▶ [Exercise prompt]: Find the line containing "Return one point per instance of the utility" in the material below; copy that line and all following lines exactly.

— START Listed entries —

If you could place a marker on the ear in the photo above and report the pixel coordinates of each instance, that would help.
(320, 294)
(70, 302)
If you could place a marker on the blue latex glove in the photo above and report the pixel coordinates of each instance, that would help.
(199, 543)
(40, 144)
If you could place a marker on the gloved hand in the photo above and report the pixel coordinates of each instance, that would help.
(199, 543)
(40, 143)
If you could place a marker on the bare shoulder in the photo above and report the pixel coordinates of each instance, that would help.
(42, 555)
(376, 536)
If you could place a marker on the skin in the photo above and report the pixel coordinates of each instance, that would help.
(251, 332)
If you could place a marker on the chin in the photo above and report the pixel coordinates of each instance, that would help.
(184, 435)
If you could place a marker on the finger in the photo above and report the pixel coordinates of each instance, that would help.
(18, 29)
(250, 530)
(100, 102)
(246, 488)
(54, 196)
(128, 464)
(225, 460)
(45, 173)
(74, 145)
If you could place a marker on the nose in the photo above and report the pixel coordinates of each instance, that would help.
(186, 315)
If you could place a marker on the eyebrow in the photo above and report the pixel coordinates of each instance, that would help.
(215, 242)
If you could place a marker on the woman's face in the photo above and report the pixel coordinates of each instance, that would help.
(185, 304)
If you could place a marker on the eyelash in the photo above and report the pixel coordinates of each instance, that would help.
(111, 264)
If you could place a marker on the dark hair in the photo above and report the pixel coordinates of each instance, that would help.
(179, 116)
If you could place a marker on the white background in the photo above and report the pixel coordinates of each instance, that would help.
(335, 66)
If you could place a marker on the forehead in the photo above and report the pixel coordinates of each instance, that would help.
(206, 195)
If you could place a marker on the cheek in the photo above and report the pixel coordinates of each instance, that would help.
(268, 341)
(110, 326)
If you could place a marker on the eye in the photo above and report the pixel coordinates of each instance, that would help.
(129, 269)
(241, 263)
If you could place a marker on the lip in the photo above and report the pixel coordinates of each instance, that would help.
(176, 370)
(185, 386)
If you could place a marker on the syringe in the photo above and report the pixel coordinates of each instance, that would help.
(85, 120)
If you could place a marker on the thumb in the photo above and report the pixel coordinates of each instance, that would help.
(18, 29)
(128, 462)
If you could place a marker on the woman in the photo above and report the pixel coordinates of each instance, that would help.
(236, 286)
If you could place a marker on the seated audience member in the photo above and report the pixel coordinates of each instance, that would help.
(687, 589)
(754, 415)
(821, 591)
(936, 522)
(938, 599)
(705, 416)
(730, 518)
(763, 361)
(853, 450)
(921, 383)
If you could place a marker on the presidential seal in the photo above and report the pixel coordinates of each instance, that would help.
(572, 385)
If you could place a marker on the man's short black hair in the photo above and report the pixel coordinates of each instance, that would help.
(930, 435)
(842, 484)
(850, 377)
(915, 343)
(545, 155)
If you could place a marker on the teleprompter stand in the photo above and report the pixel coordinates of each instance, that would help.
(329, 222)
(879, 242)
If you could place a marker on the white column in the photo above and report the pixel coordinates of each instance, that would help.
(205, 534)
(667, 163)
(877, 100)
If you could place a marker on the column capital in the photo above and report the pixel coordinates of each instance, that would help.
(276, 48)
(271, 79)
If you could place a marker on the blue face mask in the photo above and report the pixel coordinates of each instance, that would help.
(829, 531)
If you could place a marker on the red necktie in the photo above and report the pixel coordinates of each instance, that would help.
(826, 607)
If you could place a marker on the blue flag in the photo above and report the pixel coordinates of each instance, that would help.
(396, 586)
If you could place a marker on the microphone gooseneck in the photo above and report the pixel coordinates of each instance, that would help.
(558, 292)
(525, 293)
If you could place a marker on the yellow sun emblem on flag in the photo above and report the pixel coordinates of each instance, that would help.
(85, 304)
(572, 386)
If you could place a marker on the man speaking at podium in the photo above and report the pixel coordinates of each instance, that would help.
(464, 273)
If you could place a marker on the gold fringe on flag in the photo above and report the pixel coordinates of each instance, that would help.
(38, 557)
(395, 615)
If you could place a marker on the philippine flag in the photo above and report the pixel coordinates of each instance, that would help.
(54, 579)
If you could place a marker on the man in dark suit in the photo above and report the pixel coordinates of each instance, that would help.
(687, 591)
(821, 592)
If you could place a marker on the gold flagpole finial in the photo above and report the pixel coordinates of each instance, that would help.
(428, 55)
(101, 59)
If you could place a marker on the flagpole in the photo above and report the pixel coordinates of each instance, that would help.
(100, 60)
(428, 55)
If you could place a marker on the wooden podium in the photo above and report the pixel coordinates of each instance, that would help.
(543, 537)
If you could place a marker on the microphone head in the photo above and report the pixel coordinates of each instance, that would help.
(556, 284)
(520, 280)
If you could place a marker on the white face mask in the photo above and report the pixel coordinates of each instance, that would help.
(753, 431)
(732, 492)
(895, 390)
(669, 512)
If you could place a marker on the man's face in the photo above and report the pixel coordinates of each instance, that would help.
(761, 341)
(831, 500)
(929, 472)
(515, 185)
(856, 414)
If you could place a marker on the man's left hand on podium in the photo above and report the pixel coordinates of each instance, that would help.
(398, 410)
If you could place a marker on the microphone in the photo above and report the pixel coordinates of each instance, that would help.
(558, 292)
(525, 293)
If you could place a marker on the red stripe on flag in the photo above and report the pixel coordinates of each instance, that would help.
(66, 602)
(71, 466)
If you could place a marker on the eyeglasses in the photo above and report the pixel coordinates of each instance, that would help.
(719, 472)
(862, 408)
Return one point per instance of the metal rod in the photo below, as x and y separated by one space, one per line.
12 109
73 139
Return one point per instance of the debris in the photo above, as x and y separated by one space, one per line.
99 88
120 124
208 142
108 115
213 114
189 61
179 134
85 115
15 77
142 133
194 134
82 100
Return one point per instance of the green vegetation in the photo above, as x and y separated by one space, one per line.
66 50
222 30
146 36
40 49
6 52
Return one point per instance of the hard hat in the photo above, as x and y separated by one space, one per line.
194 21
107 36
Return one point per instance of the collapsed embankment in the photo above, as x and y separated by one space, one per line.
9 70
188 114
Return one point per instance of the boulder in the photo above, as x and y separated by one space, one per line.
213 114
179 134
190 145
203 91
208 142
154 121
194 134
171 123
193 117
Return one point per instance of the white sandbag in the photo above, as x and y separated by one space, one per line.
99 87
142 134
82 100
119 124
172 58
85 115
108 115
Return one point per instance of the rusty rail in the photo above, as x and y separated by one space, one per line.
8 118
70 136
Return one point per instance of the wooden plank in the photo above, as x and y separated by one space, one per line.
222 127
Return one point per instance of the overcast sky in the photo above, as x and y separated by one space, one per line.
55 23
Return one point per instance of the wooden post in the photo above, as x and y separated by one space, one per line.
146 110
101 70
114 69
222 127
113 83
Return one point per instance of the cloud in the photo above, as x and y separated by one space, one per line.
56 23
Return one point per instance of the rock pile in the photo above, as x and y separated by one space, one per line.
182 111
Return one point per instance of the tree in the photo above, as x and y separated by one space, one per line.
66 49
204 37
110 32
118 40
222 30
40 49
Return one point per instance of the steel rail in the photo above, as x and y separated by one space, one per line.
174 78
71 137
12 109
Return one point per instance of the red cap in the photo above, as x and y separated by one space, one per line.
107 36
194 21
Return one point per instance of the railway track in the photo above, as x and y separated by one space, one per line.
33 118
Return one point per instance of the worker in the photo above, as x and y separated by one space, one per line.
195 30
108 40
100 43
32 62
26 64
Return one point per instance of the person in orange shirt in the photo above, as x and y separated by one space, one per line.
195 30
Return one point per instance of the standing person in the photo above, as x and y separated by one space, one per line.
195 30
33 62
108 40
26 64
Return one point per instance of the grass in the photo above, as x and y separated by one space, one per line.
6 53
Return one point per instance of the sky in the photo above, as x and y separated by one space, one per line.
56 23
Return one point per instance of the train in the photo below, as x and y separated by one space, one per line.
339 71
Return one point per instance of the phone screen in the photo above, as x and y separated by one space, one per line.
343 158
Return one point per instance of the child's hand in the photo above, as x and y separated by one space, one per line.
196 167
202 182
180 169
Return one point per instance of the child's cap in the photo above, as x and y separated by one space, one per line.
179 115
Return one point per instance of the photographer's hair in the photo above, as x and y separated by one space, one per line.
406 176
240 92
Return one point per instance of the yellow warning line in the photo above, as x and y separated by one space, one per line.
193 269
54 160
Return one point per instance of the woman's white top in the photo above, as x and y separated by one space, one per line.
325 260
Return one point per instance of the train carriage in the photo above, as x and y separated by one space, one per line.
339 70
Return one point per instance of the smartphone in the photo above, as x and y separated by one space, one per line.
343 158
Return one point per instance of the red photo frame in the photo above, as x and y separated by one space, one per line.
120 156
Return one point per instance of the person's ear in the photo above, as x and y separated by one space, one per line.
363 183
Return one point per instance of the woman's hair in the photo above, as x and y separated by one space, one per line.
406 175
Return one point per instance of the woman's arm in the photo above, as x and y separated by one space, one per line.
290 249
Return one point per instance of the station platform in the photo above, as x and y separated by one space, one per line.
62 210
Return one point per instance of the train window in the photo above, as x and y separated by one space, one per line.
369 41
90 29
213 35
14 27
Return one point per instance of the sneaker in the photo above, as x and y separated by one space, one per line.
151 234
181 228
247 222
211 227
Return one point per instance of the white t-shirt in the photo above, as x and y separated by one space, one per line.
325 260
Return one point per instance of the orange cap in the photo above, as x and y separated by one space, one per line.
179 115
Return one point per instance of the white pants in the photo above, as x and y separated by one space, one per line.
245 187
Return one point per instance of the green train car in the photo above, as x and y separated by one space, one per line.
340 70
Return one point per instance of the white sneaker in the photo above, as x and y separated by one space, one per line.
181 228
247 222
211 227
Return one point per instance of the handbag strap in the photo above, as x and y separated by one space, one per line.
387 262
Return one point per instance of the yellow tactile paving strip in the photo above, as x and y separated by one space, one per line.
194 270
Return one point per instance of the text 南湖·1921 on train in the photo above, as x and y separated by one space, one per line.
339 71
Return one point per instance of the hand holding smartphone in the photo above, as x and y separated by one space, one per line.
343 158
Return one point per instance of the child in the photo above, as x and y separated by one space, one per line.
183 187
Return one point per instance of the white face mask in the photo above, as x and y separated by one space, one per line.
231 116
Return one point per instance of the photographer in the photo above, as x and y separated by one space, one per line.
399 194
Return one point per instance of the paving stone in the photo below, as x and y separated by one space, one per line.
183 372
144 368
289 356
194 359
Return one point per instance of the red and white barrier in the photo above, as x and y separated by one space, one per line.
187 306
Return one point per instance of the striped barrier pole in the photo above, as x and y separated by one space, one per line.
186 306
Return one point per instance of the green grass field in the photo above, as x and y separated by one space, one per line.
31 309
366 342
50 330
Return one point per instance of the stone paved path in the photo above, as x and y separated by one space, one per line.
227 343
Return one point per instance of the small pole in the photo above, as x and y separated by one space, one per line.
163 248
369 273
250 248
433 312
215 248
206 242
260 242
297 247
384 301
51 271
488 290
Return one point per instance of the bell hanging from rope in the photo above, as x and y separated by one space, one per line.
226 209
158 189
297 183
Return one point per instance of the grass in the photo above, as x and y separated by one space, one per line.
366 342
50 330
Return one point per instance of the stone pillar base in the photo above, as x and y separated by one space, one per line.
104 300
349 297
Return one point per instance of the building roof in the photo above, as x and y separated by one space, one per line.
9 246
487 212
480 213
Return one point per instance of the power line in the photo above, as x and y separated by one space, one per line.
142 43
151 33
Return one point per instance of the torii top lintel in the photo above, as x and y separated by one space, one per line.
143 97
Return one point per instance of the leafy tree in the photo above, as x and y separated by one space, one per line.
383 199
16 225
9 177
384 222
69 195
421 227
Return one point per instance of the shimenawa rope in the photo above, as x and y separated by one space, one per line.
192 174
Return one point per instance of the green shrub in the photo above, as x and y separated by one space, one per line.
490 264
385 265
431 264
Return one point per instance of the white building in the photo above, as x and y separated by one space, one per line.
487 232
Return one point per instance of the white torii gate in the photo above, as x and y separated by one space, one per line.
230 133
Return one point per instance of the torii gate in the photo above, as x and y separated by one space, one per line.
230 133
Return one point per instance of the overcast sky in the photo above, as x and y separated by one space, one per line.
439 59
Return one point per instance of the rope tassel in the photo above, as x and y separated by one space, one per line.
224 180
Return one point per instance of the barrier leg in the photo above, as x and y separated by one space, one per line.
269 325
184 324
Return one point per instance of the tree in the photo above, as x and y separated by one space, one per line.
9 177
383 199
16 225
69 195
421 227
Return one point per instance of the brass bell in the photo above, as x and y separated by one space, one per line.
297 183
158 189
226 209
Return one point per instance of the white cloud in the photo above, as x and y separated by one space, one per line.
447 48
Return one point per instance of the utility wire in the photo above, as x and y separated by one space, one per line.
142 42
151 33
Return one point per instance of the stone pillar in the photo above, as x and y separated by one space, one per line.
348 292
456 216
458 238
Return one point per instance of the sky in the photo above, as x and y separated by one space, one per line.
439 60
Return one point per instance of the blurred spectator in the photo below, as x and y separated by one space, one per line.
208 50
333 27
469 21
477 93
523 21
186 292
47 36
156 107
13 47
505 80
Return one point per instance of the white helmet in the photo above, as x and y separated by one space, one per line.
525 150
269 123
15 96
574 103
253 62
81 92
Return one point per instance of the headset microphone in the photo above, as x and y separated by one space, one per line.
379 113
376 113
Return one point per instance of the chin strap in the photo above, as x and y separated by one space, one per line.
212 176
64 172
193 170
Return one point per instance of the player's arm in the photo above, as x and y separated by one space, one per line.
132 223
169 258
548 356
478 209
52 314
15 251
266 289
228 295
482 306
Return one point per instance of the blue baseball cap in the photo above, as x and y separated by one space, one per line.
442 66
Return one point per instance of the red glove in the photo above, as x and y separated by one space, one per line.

— END Listed entries —

▶ [Task response]:
Return one point per instance of the utility wire in the photo above, as x and y separated by one space, one per line.
142 42
151 33
Return one point per instance of the stone pillar in the photo above, as x and y separated by one space, one per line.
348 292
456 216
458 238
Return one point per instance of the sky in the photo above, as x and y separated by one space, one per line.
439 60
Return one point per instance of the blurred spectator in the photo below, as x and y separated by one space, one per line.
208 50
333 27
469 21
477 93
523 21
186 292
47 36
156 107
13 47
505 80
Return one point per instance of the white helmet in the photo above, as x and y separated by one space, one per line.
525 150
269 123
15 96
574 103
253 62
81 92
Return one point per instance of the headset microphone in the photo above, as x and y separated by one space, one per line.
379 113
376 113
Return one point per instance of the chin strap in the photo above, as x and y separated by one space, one per line.
212 176
64 172
193 170
Return one point per instance of the player's arm in the photo above, as x and y separated by one space, one per line.
132 223
169 258
548 356
478 209
52 314
15 251
266 289
228 295
482 306
Return one point per instance of the blue baseball cap in the photo above, as x and y separated by one space, one per line.
442 66
Return one point per instance of the red glove in the photo above, as x and y separated by one space, one per line.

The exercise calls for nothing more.